→ **Required work**: Rewrite every line of the listing below as a numbered list, omitting blank lines and leaving out the pictures.

··· Extracted entries ···

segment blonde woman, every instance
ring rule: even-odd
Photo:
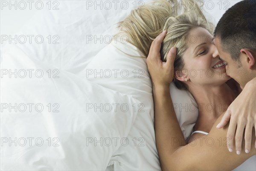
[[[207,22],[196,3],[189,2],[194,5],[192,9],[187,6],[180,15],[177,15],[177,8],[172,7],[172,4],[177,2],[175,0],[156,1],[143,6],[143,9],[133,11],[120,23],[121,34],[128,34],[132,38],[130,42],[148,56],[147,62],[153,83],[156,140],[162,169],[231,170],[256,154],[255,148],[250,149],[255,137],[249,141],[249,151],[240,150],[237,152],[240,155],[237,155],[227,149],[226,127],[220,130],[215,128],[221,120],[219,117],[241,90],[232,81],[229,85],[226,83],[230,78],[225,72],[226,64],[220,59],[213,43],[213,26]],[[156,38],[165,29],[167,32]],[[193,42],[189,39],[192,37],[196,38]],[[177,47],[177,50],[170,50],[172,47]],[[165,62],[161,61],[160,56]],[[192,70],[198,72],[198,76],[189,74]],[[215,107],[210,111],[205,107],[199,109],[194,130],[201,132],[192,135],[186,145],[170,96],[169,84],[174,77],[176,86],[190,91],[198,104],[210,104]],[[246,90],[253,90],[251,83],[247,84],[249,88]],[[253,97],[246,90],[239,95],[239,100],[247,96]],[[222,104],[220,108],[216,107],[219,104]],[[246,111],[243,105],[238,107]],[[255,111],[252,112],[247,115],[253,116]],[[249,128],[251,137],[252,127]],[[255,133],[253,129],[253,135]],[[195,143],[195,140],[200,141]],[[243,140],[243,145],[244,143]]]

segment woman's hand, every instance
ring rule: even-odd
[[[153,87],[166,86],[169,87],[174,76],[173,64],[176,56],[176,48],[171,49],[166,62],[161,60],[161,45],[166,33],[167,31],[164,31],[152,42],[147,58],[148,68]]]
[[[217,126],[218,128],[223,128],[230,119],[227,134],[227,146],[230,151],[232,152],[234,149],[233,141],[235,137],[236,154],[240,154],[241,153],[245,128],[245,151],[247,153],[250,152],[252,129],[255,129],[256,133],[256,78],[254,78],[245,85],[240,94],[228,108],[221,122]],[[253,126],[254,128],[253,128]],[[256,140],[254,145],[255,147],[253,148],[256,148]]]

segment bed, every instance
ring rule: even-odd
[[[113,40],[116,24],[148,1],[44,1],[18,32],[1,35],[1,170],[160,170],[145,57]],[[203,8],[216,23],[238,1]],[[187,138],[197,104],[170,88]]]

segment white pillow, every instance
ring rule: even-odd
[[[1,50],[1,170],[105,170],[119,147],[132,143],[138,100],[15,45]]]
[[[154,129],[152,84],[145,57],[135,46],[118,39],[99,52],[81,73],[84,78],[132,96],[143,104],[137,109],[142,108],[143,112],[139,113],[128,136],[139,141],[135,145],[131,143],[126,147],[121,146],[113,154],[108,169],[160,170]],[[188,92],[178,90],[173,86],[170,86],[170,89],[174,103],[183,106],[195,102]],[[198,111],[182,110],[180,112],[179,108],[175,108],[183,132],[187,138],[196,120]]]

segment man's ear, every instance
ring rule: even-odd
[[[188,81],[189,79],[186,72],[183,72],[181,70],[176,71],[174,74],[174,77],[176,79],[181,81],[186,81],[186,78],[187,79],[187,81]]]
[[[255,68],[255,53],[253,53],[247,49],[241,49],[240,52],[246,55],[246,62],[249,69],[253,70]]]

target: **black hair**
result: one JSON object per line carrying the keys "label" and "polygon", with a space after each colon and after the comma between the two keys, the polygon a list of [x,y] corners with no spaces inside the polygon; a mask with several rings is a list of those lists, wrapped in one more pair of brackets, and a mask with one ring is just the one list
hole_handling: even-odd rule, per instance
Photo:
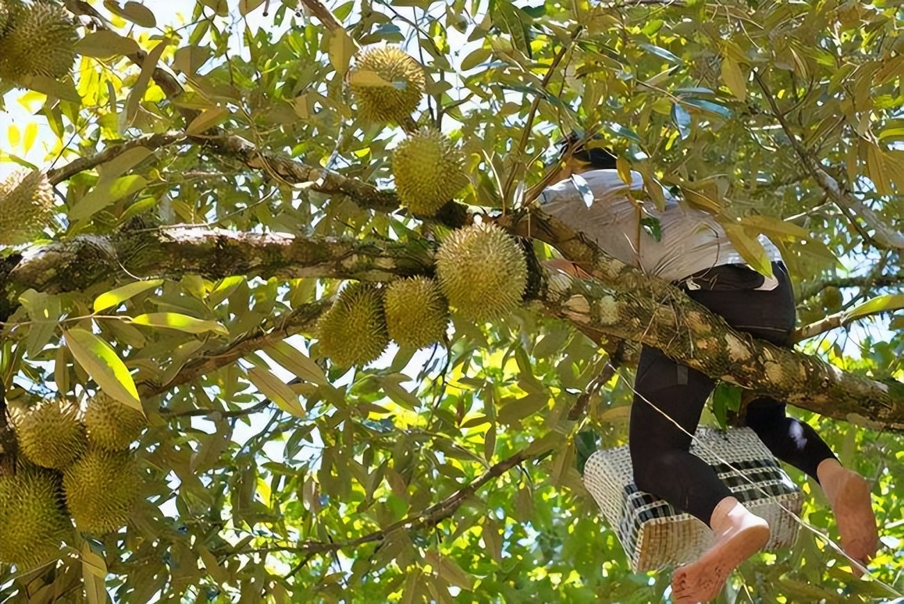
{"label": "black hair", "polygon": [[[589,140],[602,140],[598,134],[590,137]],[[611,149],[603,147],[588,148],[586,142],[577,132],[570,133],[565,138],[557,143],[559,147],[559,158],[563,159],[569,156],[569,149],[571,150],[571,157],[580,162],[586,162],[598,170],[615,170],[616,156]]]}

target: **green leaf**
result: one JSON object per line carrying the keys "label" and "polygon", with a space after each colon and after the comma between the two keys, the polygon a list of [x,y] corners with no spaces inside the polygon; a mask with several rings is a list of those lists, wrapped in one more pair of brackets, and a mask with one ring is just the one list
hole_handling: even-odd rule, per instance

···

→ **Task output**:
1. segment blonde woman, every instance
2. ring rule: even-odd
3. Photo:
4. [[[207,22],[196,3],[189,2],[194,5],[192,9],[187,6],[180,15],[177,15],[177,8],[172,7],[172,4],[177,2],[175,0],[156,1],[143,6],[143,9],[133,11],[120,23],[121,34],[128,34],[132,38],[130,42],[148,56],[147,62],[153,83],[156,140],[162,169],[231,170],[256,154],[255,148],[250,149],[255,137],[249,141],[249,151],[240,150],[237,152],[240,155],[237,155],[227,149],[226,127],[220,130],[215,128],[221,120],[219,117],[241,90],[232,81],[229,85],[226,83],[230,78],[225,72],[226,64],[220,59],[213,43],[213,26]],[[156,38],[165,29],[167,32]],[[193,42],[189,39],[192,37],[196,38]],[[177,47],[177,50],[170,50],[172,47]],[[165,62],[161,61],[160,56]],[[192,70],[198,72],[198,76],[189,74]],[[215,107],[210,111],[205,107],[199,109],[194,130],[201,132],[192,135],[186,145],[170,96],[169,84],[174,77],[176,86],[190,91],[198,104],[210,104]],[[246,90],[253,90],[251,83],[247,84],[249,88]],[[253,97],[246,90],[239,95],[239,100],[247,96]],[[222,104],[220,108],[216,107],[219,104]],[[246,111],[243,105],[238,107]],[[255,111],[252,112],[247,115],[253,116]],[[249,128],[251,137],[252,127]],[[255,133],[253,129],[253,135]],[[195,143],[195,140],[200,141]],[[243,140],[243,145],[244,143]]]
5. segment woman's hand, every instance
6. ring rule: even-odd
7. [[[153,87],[166,86],[169,87],[174,76],[173,64],[176,56],[176,48],[171,49],[166,62],[161,60],[161,45],[166,33],[167,31],[164,31],[152,42],[147,58],[148,68]]]
8. [[[217,126],[218,128],[223,128],[230,119],[227,134],[227,146],[230,151],[232,152],[234,149],[233,141],[235,137],[236,154],[240,154],[241,153],[245,128],[245,151],[247,153],[250,152],[252,129],[255,129],[256,133],[256,78],[254,78],[245,85],[240,94],[228,108],[221,122]],[[253,126],[254,128],[253,128]],[[256,140],[254,145],[255,147],[253,148],[256,148]]]
9. segment bed, every instance
10. ring rule: even-odd
11. [[[113,40],[116,24],[148,1],[44,1],[18,32],[1,35],[1,170],[160,170],[145,57]],[[203,8],[216,23],[238,1]],[[187,138],[197,104],[170,88]]]
12. segment white pillow, every instance
13. ring rule: even-odd
14. [[[1,50],[1,170],[105,170],[119,147],[132,143],[138,100],[15,45]]]
15. [[[154,129],[152,84],[145,57],[135,46],[118,39],[99,52],[81,73],[84,78],[132,96],[143,104],[137,109],[142,108],[143,112],[139,113],[128,136],[139,141],[135,145],[131,143],[126,147],[121,146],[113,154],[108,169],[160,170]],[[188,92],[178,90],[173,86],[170,86],[170,89],[174,103],[183,106],[195,102]],[[198,111],[182,110],[180,112],[179,108],[175,108],[183,132],[187,138],[196,120]]]
16. segment man's ear, every instance
17. ring rule: even-odd
18. [[[188,81],[189,79],[186,72],[183,72],[181,70],[176,71],[174,74],[174,77],[176,79],[181,81],[186,81],[186,78],[187,79],[187,81]]]
19. [[[255,68],[255,53],[253,53],[247,49],[241,49],[240,52],[246,55],[246,62],[249,69],[253,70]]]
20. target: **black hair**
21. result: one JSON object per line carrying the keys "label" and "polygon", with a space after each colon and after the comma between the two keys, the polygon a list of [x,y] corners with no spaces inside the polygon; a mask with several rings is a list of those lists, wrapped in one more pair of brackets, and a mask with one ring is just the one list
22. hole_handling: even-odd rule, per instance
23. Photo:
24. {"label": "black hair", "polygon": [[[589,140],[602,140],[598,134],[590,137]],[[611,149],[603,147],[588,148],[586,142],[577,132],[570,133],[565,138],[557,143],[559,147],[559,158],[563,159],[569,156],[569,149],[571,150],[571,157],[580,162],[586,162],[598,170],[615,170],[616,156]]]}
25. target: **green leaf**
26. result: one JSON object per line carrying the keys "label" and "polygon", with a space after each colon and after the comma between the two keys, the polygon a list of [x,y] corners with no spaces inside the polygon; a mask with several rings is a list of those lists, wrapped in one more pair of brackets, and a mask with one ring is just the one list
27. hole_handling: even-odd rule, per instance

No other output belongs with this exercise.